----- Passage to read -----

I disagree with the "all politicians are all equally bad" argument. My running joke is that Republicans don't have a monopoly on corruption and nasty campaign tactics, but they do have a controlling interest. Here I am not talking about the 40s or the 60s, but the lows that Karl Rove and Lee Atwater have brought political discourse to. Show me anything in Democratic ads for the last eight presidential elections that matches the Willy Horton spot, the Swiftboat campaign, and the absurd flap over gay marriage. Republicans are the very best at going negative and seemingly not being punished for it. In contrast, notice how going negative has harmed HRC the last few weeks. She seems to have scored against Obama with the Rev Wright flap, but her negatives go way up and Obama now leads her solidly in national polls for the first time.

I frankly think that the Republican Party has gone insane in the past 14 years. Gingrich had some good ideas, but they got swamped in a tide of corruption and power madness. Bush is just the ultimate expression of this. I think that the only way for the GOP to come back to sanity is for them to lose some elections. 2006 was a good start, but it isn't enough. They need to lose 2 or 3 elections before the current madmen in charge will be discredited enough for the moderates to retake the party.

I thought McCain was one of those moderates in 2000, but the more I read about him, the more that seems to have been just a screen. Maybe if he wins, he WILL be a TR and bring the GOP back to the middle. I am not holding my breath.

I think the best hope to break this cycle is for Obama to win the nomination and the presidency. Choosing him is a risk, but I think it is a risk worth taking given the other two alternatives.

breuddwydiol said...

Typically I have a candidate I vote for, which is usually the Libertarian party candidate (unless he/she is too ridiculously crazy, which sadly, some of them are) and the candidate I cheer for, so that I am not perpetually disappointed by being on the losing team.

In this election, I think my "go team" candidate would have to be Obama. I don't agree with his economic policy, but he's a great public speaker and he is so much less slimey than the other too -- at least he seems less slimey. Both Clintons have always bothered me, because of their ability to tell the most absurd lies and get the American people to believe them. They are not singular in this talent among politicians, but Billary happened to be in power when my political consciousness was still idealistic and I wasn't yet too jaded to pay attention and actively participate in the process. So I am not going to cheer for HRC unless her opponent were one of the wackier uber-religious creationist Republicans. So ranking the three, I'd have to say: Obama, McCain, Hillary. There is surprisingly little distance between the policies of any of these three candidates in any case.

----- Data excerpts -----

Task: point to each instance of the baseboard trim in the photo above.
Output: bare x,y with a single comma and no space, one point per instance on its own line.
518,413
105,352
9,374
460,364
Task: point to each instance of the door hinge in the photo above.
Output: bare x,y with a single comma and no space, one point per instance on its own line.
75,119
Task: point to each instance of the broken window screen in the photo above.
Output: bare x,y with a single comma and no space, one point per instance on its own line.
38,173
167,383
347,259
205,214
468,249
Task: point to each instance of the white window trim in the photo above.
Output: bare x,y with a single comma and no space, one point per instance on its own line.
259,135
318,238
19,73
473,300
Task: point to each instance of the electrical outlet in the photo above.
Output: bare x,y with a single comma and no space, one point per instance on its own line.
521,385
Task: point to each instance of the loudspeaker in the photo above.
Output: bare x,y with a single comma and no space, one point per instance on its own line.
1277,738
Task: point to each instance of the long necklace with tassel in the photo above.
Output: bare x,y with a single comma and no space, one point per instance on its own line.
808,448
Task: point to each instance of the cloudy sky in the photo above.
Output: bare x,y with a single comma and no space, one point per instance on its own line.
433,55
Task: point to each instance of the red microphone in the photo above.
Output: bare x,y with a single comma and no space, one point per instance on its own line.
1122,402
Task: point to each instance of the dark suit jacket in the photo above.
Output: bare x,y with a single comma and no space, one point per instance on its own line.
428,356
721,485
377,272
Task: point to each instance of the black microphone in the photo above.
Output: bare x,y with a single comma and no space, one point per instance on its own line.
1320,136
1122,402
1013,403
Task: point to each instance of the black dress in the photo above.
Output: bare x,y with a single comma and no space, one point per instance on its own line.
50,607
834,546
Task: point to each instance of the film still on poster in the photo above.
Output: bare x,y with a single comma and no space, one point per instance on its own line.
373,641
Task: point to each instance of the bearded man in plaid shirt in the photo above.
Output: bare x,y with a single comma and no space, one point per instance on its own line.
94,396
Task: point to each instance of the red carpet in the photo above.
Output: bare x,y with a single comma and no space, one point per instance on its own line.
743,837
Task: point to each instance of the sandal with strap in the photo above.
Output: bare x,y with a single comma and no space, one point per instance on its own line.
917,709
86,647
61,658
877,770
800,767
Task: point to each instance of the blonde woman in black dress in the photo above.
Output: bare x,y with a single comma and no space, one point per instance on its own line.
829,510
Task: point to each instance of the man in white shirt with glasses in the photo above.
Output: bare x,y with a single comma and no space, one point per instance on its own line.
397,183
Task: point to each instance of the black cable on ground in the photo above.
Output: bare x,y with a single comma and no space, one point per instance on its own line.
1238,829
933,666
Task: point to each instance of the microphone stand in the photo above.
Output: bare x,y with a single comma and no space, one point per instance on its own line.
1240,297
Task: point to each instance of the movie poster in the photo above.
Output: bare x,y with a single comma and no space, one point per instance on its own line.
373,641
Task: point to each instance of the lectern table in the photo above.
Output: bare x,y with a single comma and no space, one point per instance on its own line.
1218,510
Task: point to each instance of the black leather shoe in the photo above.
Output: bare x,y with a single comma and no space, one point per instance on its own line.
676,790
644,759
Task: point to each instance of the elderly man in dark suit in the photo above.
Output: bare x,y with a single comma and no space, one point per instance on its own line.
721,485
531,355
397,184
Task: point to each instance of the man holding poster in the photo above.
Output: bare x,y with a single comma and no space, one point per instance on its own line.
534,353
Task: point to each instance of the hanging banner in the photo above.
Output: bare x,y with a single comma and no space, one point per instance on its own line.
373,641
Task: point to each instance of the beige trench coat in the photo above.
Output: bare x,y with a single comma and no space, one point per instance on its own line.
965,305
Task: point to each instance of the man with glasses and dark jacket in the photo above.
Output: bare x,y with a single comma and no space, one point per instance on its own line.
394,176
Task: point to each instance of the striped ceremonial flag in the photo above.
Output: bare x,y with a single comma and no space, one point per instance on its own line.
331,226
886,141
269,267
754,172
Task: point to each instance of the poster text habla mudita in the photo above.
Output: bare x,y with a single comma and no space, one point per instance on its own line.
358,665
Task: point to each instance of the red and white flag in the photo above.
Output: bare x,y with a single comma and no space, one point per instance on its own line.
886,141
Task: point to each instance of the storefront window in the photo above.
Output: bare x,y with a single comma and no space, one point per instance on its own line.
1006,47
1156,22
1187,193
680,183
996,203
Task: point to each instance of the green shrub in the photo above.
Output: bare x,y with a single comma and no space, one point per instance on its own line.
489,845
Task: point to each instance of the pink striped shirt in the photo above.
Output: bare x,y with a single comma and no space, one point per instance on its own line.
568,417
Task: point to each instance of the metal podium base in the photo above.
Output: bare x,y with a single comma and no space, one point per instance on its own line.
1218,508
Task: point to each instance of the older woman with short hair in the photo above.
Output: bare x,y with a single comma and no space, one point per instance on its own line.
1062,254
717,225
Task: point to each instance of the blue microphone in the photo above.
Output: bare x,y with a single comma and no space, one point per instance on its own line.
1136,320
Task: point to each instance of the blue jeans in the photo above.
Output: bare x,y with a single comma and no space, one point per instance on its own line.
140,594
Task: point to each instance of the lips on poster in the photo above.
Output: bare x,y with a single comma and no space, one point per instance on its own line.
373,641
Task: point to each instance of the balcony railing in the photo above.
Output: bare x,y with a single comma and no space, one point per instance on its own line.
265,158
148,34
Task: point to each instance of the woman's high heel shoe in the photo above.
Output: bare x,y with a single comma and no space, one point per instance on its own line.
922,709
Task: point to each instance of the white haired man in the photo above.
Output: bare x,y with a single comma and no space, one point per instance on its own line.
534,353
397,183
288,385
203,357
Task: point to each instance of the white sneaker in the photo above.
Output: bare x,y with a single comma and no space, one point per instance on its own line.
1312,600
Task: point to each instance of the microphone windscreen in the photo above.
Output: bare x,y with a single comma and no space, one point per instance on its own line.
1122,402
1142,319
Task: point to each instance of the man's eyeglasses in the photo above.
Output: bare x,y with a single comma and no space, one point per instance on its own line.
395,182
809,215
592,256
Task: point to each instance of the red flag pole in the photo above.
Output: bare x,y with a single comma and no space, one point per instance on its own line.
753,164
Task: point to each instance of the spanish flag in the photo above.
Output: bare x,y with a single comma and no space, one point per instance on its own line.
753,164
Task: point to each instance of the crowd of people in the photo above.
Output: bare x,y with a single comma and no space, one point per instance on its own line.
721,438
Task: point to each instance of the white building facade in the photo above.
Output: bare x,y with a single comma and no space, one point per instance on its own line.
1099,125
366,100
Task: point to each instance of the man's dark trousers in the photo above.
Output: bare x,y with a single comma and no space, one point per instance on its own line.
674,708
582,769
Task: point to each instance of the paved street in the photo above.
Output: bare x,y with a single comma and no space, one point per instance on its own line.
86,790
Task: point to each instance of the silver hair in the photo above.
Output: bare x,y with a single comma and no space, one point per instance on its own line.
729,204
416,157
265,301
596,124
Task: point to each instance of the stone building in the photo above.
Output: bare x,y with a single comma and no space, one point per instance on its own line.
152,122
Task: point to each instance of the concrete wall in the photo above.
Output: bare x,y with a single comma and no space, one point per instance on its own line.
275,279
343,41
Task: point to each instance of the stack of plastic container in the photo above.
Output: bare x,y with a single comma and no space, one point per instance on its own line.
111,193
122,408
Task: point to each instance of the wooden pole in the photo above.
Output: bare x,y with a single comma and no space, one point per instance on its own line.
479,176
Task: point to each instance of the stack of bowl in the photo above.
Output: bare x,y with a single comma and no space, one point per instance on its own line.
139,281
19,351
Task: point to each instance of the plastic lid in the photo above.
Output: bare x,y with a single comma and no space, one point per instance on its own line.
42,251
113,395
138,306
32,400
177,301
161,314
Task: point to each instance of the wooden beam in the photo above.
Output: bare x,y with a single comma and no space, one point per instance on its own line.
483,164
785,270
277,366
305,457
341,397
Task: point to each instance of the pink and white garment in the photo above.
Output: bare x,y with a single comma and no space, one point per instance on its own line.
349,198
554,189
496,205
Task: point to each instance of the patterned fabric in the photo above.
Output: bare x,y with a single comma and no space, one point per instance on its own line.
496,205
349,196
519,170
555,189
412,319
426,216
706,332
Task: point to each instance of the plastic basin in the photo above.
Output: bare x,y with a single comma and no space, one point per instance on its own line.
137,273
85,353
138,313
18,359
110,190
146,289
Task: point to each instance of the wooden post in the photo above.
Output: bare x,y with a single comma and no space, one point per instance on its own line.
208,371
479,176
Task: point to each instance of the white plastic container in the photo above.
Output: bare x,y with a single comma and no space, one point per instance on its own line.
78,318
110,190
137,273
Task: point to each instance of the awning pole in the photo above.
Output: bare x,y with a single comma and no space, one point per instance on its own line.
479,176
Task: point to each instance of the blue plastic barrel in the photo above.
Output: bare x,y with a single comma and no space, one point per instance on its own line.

-----

▸ The tasks:
1. Write out the passage of the comments on the presidential race above between "I think the" and "other two alternatives.", inclusive, copying it precisely.
2. Identify every line in the entries above that contains the string "pink", matching case, and copy each of those lines.

▸ Task answers:
1.
I think the best hope to break this cycle is for Obama to win the nomination and the presidency. Choosing him is a risk, but I think it is a risk worth taking given the other two alternatives.

2.
Task: point to each instance of the pink striped shirt in the photo above.
Task: point to each instance of the pink and white garment in the photo above.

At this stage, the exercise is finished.